Seitenauszug:

***

Was gegen Hass und Hetze nötig ist
Politiker, die öffentlich bedroht und beleidigt werden, erfahren häufig Solidarität durch die Bevölkerung – wie in Kamp-Lintfort. Aber Demos und Krisentreffen allein, so wichtig sie auch sind, werden nicht ausreichen.
Es ist ein Gift, das langsam wirkt: böse Mails, hier ein Hasskommentar, dort eine offene Drohung, dann der Name des Betroffenen auf einer Todesliste. Wer gegen andere hetzen möchte, kann das in der Anonymität des Internets besonders gut. Dass aus Worten Taten werden können, weiß man nicht erst seit Erfindung der sozialen Netzwerke.
Aus vielen Worten werden ganz offensichtlich besonders schnell Taten. 2019 gab es dafür eine Reihe dramatischer Beispiele, nur zwei davon: Bevor ein Neonazi auf den hessischen Regierungspräsidenten Walter Lübcke die tödlichen Schüsse abgab, hatte eine verbale Hetze gegen den Kommunalpolitiker in sozialen Netzwerken stattgefunden, Aufrufe zum Mord wegen seiner Einstellung zur Flüchtlingspolitik waren auch dabei. Dem antisemitischen Täter von Halle, der zuerst versuchte, in eine Synagoge einzudringen, und dann zwei Passanten erschoss, war es wichtig, seine Tat gleich im Internet zu übertragen. Um so viel Aufmerksamkeit wie möglich für seine Hass-Tat zu bekommen, trug er eine Kamera auf dem Kopf.
In unserer nervösen Gesellschaft schaukeln sich Hass und Hetze zwischen digitaler und realer Welt hoch. Den Staat stellt das vor völlig neue Herausforderungen: Immer mehr Gruppierungen, von Pegida bis zu den Demonstranten im Hambacher Forst, nehmen es sich heraus, für ihre Anliegen nicht nur gegen normale Umgangsformen zu verstoßen, nicht nur zivilen Ungehorsam an den Tag zu legen, sondern auch Gesetzesbrüche zu begehen. Linksradikale haben im Hambacher Forst Polizisten mit Kot beworfen, Rechtsradikale rufen offen zum Mord an Politikern auf.
Insbesondere Kommunalpolitiker sind zum Freiwild geworden: Galgen im Vorgarten, Kot-Päckchen im Briefkasten, gelöste Radmuttern am Auto – viele Bürgermeister in Deutschland können solche Geschichten erzählen. Ihre Wahlmöglichkeiten sind nicht groß: durchhalten oder aufgeben. Alleine kommen sie gegen die Attacken aus dem Hinterhalt nicht an. Von den Behörden haben sie erst einmal nicht viel zu erwarten. Personenschutz erhalten sie erst, wenn das Kind längst in den Brunnen gefallen ist, wie der Fall des Bürgermeisters von Kamp-Lintfort, Christoph Landscheidt, zeigt.

***

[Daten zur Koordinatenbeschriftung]
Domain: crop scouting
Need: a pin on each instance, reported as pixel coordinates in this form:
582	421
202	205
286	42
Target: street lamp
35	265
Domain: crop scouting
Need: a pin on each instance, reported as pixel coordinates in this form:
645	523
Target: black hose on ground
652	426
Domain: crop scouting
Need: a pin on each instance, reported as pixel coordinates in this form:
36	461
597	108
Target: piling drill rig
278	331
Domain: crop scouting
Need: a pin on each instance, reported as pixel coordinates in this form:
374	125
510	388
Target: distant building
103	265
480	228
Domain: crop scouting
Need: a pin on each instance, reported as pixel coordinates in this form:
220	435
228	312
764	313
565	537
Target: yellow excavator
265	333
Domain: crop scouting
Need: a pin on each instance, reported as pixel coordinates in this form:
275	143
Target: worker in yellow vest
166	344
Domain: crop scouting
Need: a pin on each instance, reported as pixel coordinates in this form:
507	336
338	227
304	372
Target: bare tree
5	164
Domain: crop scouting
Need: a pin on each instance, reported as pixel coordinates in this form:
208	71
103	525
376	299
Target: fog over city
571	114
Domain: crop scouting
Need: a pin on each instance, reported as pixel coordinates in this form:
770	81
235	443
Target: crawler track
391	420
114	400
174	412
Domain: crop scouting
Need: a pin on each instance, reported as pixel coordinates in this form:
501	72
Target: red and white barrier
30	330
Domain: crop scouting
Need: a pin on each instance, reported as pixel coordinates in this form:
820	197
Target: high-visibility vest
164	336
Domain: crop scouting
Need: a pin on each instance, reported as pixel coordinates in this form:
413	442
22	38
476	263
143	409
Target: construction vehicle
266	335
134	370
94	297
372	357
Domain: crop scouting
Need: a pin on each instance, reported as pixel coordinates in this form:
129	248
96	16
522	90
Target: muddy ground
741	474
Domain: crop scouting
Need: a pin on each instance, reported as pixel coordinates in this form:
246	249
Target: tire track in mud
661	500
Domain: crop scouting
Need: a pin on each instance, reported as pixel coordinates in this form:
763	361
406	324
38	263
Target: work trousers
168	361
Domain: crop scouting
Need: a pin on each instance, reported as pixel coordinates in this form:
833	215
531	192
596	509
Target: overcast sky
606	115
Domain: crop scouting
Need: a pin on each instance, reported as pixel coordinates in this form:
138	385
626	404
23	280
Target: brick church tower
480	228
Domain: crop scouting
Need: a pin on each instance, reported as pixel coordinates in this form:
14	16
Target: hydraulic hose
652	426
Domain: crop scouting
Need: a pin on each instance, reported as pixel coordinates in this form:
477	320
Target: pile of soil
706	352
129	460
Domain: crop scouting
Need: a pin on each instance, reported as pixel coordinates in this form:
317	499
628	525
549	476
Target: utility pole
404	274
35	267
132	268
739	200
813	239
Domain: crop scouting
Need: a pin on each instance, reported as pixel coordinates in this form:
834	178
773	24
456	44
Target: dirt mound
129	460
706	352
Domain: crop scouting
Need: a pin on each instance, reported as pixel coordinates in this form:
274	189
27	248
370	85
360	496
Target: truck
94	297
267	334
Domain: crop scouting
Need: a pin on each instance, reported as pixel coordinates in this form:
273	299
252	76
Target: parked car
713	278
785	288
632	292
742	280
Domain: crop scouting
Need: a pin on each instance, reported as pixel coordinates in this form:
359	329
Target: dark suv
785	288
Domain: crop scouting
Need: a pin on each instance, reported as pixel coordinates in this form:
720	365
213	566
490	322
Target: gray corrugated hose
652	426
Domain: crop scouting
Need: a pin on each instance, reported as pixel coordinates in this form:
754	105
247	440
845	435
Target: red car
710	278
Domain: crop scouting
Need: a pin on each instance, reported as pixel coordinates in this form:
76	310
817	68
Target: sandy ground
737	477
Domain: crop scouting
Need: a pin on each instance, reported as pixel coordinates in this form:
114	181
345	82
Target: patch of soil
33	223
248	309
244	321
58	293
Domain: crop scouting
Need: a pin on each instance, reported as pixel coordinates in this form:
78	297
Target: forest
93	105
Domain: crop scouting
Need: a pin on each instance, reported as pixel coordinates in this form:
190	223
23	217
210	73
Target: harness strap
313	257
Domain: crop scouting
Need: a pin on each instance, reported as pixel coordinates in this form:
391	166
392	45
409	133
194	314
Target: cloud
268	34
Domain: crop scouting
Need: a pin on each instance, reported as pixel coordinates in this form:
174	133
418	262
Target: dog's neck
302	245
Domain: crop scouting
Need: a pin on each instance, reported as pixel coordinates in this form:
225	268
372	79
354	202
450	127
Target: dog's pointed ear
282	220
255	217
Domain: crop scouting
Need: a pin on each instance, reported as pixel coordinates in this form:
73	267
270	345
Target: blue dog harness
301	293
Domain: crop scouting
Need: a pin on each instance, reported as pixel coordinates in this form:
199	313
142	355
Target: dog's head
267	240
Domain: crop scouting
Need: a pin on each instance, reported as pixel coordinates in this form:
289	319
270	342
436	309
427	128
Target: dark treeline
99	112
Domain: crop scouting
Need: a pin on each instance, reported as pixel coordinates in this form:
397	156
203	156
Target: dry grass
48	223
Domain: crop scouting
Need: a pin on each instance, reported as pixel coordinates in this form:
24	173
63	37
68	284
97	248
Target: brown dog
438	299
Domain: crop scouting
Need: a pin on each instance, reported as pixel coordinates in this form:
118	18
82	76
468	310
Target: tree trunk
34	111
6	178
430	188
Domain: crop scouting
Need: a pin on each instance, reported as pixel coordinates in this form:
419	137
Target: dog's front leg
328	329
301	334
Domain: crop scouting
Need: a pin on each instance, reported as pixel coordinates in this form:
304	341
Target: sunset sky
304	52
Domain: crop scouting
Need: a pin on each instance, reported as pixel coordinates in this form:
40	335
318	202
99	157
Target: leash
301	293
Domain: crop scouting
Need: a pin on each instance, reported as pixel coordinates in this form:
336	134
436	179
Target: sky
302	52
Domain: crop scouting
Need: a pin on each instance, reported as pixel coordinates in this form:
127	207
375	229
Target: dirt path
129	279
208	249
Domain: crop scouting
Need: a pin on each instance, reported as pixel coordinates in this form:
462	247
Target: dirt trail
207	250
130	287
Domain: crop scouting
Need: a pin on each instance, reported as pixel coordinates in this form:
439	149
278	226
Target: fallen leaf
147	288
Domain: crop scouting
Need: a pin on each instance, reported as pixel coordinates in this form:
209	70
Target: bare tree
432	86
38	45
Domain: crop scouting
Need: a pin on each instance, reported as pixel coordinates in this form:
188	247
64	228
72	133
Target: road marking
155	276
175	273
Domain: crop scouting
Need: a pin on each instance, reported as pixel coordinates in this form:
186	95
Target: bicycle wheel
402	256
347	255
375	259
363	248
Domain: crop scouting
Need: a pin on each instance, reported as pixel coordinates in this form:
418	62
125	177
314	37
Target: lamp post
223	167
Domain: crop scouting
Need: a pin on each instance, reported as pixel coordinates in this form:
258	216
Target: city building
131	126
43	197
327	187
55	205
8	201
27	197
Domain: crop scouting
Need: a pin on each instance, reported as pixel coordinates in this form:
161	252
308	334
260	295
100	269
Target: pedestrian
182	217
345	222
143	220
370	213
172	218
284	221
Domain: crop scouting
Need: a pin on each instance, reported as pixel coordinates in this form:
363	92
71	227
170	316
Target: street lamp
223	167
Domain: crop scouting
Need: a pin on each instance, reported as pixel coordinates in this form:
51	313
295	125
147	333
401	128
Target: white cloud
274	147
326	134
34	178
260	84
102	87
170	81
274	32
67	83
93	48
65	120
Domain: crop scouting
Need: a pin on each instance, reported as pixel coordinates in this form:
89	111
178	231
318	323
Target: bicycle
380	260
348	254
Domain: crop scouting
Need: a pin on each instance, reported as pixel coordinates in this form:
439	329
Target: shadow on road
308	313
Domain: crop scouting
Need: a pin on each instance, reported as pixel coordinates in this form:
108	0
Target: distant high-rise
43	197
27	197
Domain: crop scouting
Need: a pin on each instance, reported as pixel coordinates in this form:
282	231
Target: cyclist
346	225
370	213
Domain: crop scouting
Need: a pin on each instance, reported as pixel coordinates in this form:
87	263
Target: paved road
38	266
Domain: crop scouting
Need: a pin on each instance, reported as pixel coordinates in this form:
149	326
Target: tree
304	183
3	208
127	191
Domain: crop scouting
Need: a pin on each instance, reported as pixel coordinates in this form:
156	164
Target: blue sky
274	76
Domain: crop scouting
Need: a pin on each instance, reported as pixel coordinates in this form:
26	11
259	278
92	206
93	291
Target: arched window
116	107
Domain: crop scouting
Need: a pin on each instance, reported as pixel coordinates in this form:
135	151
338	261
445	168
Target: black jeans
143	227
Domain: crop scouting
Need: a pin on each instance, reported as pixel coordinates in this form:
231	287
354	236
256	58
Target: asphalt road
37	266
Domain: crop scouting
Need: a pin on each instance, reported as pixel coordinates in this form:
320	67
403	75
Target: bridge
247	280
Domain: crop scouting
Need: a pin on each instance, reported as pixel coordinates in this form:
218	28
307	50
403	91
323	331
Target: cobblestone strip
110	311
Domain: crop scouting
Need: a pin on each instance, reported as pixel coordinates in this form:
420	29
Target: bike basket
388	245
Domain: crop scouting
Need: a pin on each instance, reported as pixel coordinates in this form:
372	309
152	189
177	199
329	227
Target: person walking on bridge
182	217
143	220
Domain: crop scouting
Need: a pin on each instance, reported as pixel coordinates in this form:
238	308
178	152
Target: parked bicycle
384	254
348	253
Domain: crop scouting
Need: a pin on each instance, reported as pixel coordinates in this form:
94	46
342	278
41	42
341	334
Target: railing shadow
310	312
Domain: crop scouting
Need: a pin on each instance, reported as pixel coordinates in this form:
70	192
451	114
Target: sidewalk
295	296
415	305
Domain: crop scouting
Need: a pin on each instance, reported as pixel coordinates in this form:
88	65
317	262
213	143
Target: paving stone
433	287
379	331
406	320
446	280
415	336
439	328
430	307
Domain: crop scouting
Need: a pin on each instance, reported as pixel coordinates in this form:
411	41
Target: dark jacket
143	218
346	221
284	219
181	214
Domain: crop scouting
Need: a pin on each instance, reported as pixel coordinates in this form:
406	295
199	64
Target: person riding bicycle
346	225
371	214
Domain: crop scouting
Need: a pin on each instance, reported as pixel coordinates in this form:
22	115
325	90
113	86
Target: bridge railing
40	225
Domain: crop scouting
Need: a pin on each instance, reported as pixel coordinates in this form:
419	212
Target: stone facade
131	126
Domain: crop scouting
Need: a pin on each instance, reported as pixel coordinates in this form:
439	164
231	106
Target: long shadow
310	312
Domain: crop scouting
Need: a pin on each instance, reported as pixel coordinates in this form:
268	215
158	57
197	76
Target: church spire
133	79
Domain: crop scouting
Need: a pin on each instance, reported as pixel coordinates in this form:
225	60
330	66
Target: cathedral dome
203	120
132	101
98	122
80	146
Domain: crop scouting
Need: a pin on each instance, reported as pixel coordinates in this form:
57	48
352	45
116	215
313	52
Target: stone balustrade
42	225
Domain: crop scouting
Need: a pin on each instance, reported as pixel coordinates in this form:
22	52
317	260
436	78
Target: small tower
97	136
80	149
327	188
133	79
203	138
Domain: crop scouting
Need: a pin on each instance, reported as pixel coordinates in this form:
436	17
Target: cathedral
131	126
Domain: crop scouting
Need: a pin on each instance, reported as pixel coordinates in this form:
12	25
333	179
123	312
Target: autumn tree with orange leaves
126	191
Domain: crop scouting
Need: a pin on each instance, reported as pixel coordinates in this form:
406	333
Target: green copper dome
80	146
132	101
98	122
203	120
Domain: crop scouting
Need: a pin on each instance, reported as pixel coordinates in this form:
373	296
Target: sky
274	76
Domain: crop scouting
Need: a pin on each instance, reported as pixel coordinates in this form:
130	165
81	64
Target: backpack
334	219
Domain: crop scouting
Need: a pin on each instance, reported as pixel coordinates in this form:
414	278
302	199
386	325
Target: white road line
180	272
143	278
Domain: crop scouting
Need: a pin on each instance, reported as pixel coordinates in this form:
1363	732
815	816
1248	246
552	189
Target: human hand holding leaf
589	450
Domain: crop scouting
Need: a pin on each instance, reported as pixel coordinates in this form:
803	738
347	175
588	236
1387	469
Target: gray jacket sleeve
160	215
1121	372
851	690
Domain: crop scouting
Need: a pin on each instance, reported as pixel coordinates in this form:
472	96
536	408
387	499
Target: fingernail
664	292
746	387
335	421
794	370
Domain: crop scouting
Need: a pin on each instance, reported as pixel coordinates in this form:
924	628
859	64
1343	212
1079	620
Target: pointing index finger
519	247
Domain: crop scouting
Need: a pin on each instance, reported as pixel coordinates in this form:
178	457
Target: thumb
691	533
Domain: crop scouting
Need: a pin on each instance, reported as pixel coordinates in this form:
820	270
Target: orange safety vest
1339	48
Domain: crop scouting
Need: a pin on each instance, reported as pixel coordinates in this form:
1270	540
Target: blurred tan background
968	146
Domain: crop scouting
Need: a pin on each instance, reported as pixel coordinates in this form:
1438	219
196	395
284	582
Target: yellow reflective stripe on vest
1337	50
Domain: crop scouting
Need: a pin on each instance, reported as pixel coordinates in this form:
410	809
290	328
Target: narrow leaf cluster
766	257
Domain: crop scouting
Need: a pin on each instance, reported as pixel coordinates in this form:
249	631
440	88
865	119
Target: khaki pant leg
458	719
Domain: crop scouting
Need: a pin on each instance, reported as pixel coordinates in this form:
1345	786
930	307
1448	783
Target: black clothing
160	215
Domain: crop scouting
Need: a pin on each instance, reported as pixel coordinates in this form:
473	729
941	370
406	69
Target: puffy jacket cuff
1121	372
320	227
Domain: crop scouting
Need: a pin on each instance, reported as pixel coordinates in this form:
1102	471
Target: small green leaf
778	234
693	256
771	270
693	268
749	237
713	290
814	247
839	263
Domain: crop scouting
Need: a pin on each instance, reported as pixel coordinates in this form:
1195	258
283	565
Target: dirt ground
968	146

***

Aufgabenstellung:
Schreibe aus dem Text über Hass und Hetze gegen Politiker die Stelle wortgetreu ab, die mit "Es ist ein Gift, das" beginnt und bis einschließlich "der sozialen Netzwerke." reicht.

Lösung:
Es ist ein Gift, das langsam wirkt: böse Mails, hier ein Hasskommentar, dort eine offene Drohung, dann der Name des Betroffenen auf einer Todesliste. Wer gegen andere hetzen möchte, kann das in der Anonymität des Internets besonders gut. Dass aus Worten Taten werden können, weiß man nicht erst seit Erfindung der sozialen Netzwerke.